[PAGE EXTRACT]
────────────────────

Yeah, I’m back for part three of my musing on mindfulness. Here’s part two in which I talked about, well, I’m not really sure what. I think I had more side notes tahn I did actual post. That’s just the way I roll, though. I make no apologies for it. I will footnote you all. day. long. I have footnoted footnotes before, and I will do it again.
That’s a word I love, by the way. Footnote. Side note, too.
Back to mindfulness. When I started researching the negative sides of mediattion, I expected to find nothing. I thought it was just me because people seemed to be universally positive about it. “It calms my mind!” “It makes me see the world in such a different way!” “It eases my anxiety!” “It connects me with the world!”
I know that there are proselytizers for anything and everything. I know that. I have lived that. I am careful not to do that myself because I can tip into that way too easily. And, I’ll be honest. The more praise something gets, the more suspicious I am of it. Not because I think it’s going to be trash, but because I know it won’t live up to the hype.
There is only one movie that I ever ended up really liking after being skeptical about it before going to see it and that was The Royal Tenenbaums. I don’t like many of the actors in it, and I did not have hope. Much to my surprise, I really liked it. Other than that, though, I am pretty accurate as to what I’m going to (not) like.
I really wish I had known I was neuroatypical earlier in my life. It would have made things so much easier. Things fell into place once a friend gently suggested that I take online autism test. The irony is that I knew my brother was autistic several decades ago beacuse he exhibited classic autistic traits–no eye contact, did not like being touched, very into techie things (there’s a picture of him gumming an alarm clock when he was a baby, and my mom told me he took it apart around the same time), had to do things his way, and basically stimmed (before it was a known thing).

────────────────────

[EXTRACTED DATA]
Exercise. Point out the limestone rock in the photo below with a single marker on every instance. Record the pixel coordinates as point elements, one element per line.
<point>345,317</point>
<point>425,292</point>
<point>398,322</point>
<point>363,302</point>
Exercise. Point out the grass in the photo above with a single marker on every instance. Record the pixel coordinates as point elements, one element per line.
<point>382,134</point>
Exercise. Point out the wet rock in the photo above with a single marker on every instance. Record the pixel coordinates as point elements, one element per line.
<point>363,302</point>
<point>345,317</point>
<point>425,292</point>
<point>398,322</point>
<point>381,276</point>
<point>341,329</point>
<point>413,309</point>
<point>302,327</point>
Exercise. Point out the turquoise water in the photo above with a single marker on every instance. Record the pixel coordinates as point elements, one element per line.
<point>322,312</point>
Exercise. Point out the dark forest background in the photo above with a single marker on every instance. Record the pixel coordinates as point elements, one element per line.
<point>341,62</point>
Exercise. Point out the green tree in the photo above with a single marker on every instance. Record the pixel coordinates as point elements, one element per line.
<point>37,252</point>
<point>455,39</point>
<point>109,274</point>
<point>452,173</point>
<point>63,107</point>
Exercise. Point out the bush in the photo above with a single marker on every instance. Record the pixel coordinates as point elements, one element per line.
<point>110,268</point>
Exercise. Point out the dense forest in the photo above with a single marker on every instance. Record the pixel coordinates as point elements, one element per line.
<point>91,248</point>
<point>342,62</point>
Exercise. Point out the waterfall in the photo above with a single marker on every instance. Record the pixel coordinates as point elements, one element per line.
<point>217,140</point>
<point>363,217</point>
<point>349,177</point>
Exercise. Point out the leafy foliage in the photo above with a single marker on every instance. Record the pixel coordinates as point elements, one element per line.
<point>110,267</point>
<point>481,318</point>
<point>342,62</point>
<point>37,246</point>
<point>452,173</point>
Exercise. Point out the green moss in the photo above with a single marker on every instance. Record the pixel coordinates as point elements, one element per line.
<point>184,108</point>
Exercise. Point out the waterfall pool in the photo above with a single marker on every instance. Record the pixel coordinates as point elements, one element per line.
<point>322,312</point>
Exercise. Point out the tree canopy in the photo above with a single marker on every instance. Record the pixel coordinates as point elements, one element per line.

────────────────────

[THINGS TO DO]
A – Do these statements agree with the blog post on mindfulness? Answer yes or no for each and quote the words of the post that decide it. (i) When researching meditation's downsides, the writer expected to find plenty of them. (ii) The writer ended up liking The Royal Tenenbaums despite doubts beforehand. (iii) The more something is praised, the more the writer trusts it.
B – Carry on the blog post on mindfulness past its final sentence, in the same first-person voice.

[ANSWER SECTION]
A –
(i) No: "I expected to find nothing."
(ii) Yes: "Much to my surprise, I really liked it."
(iii) No: "The more praise something gets, the more suspicious I am of it."

B –
A few months before my medical crisis, I was talking to my brother, and I casually said something like, “Because of you being on the spectrum–” He stopped me and asked me what I meant by that. I scrambled and backed up, but in the end, I told him what I meant. We’re pretty open with each other, and I did not want to lie to him.
A few weeks later, he called me to tell me that he had looked up autism and it really helped him. i felt bad that I hadn’t told him before beacuse I thought it was obvious and because he knew his older son had it–and his son was a lot like him.
It’s funny to me that he had no idea that he was autistic and needed me to tell him whereas I also had no idea that I might be and needed a friend to suggest I check it out. I thought I might have ADHD, but I never in a million years dreamed I might be autistic as well. Why? Well, mostly beccause of how autism is portrayed in society. What is emphasized when autism is mentioned? Male, stimming, can’t look you in the eye, can’t empathize with other people, low-to-no emotions.